* **What to produce**:
In the report on Bobby Thompson's weekend at Knockhill, what was his only classified finish?

* **Selected passage**:
Dunlop MSA British Touring Car Championship rookie Bobby Thompson endured a nightmarish maiden weekend at the spectacular but sodden Knockhill circuit in Fife at rounds 22, 23 and 24 of the UK’s highest profile domestic race series, leaving the 1.24-mile track just north of Edinburgh without adding to his points tally.
Fresh from a seasons-best seventh place finish at the Rockingham Motor Speedway, the 22 year-old Hornchurch based driver arrived at one of the UK’s most scenic and unique circuits in a buoyant mood, despite the fact that the undulating layout of the only non-English track on the calendar hasn’t traditionally suited the VW CC he pilots.
“My first trip to Knockhill was certainly a memorable one, even if it was for all the wrong reasons,” reflected Thompson, whose sole classified finish of the weekend aboard his #19 Team HARD with Trade Price Cars VW CC was a 20th place effort in the third and final race of the weekend. “The track itself is awesome, but it is just a pity that we only managed a handful of laps when it was dry. I was still pretty confident on race morning when we saw that all the races were going to be wet, but missing race one was just a killer and we never recovered from that.”
The eighth race weekend of the BTCC’s record-breaking 60th anniversary season began well enough for the 2017 VW Cup Series Champion, who was comfortably inside the top ten during the opening half of the first of two free practice sessions when a slight error resulted in the BRDC Rising Star suffering his first off track excursion of the season.
“I just overcooked it slightly on my seventh flying lap going through turn one and spun,” recalled Thompson. “The car felt so good and I was just attacking a bit too much a bit too soon. The problem was that I hit a ditch, which ripped the front splitter off and caused a bit of damage which meant I missed the whole of second practice.”

* **Data block**:

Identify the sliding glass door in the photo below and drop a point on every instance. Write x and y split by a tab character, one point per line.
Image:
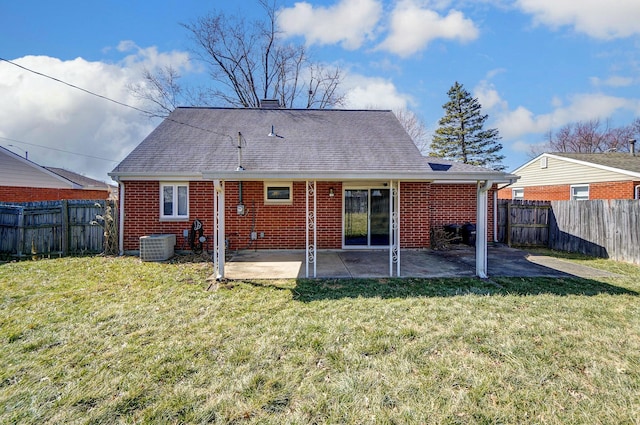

* **Output of the task**:
20th place in the third and final race of the weekend.